* **QUOTED PASSAGE**
━━━━━━━━━━━━━━━━━━━━━━━━━━━━━━

Substance abuse—an act of desperation, a destructive opiate for emotional suffering, a suicidal act and exemplary plea for attention, for help—this is what the speakers of “Autopsy Turvy” and “Now What’s for Dinner Tomorrow?” are expressing in these thematically comparable lyrics. The former “[makes] reservations at the graveyard” while the latter seeks notice by paradoxically starving her-/himself to demise, the only source of sustenance being a narcotic herb (line 2; line 1, 8-10).
Eastern philosophy terms it the concept of dependent origination, commonly referred to as karma. Dr. Fink and Mason call it “Medicine,” a free-versed, contemptuous assault on the avarice of the wealthy: “Others, paid in caviar, die tomorrow,” reminiscent of the Christian belief in Judgment Day (line 15; Mt. 12:36). But what is karma, Judgment Day? Is it a Divine or causal manifestation of reflection or retribution?

━━━━━━━━━━━━━━━━━━━━━━━━━━━━━━

* **DATA SECTION**
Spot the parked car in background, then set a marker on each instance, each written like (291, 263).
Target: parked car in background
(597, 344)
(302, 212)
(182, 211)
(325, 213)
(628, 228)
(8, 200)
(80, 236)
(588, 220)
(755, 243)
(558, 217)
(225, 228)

━━━━━━━━━━━━━━━━━━━━━━━━━━━━━━

Please continue the essay on the song lyrics, starting right after its last sentence, the question about karma and Judgment Day.

* **REPLY**
The rejected lover will appreciate “Halloween Tree,” “Interesting” and “A Huge Amount of Time,” three lyrics expressive of the abandoned and alienated forlorn desperate for reciprocated love and acceptance, contextually synonymous with author Sandy McIntosh’s “Among the Disappointments of Love”: “Mortified, outraged, I gorged myself” (line 38). “Unharmonized sentimentality becomes mutant concrete” in “A Huge Amount of Time” (line 11). “Interesting” expresses the discouragement of the forsaken, uttering a bitter and apostrophic “Take that, happiness!” (line 9).
“You Have To” poses a paradoxical notion of freedom, suggesting that liberation is ironically nonexistent if devoid of limitations:
no ‘have to’
existed would what
Dr. Fink’s and Mason’s ironical concept of freedom is reminiscent of Manhattan Man’s Jack Lynch’s allegorical “Evening,” metaphorical of the predictable and ultimate end of one’s plans, hopes and yearnings antithetically signifying the conclusion of freedom and the threshold of predictability, certainty and bondage.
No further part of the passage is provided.